Instructions to follow - In the listing below, swap every occurrence of "thickest part" for "widest part" and reproduce all of its lines with nothing else altered.

[Start of Material provided]

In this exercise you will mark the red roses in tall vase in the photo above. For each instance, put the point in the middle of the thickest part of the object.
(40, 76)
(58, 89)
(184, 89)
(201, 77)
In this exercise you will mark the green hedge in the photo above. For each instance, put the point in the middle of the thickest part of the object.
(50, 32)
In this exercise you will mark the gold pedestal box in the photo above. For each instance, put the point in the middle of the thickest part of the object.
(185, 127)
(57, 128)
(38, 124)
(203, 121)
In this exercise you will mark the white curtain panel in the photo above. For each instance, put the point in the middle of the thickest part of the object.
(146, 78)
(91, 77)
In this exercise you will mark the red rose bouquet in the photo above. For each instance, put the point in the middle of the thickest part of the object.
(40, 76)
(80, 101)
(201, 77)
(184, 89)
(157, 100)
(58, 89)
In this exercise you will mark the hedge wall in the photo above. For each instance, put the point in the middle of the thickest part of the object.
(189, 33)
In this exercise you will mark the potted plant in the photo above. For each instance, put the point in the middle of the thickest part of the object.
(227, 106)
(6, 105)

[End of Material provided]

In response -
In this exercise you will mark the red roses in tall vase in the photo above. For each instance, put the point in the middle of the widest part of the object.
(40, 76)
(58, 89)
(184, 89)
(201, 77)
In this exercise you will mark the green hedge in the photo above. For each instance, put the point in the middle of the widest part of the object.
(50, 32)
In this exercise you will mark the gold pedestal box in the photo above. For each instance, put the point in the middle of the widest part of the object.
(185, 127)
(57, 128)
(38, 124)
(203, 121)
In this exercise you will mark the white curtain panel in the photo above. For each instance, put the point in the middle of the widest part of the object.
(146, 78)
(91, 77)
In this exercise you will mark the red rose bouquet in the photo above. For each instance, put the point in the middle of the widest part of the object.
(40, 76)
(80, 101)
(201, 77)
(184, 89)
(157, 100)
(58, 89)
In this exercise you will mark the hedge wall in the photo above. For each instance, put the point in the middle of the widest part of the object.
(189, 33)
In this exercise you will mark the potted plant in the photo above. For each instance, put the point in the middle of the widest part of the object.
(227, 106)
(6, 105)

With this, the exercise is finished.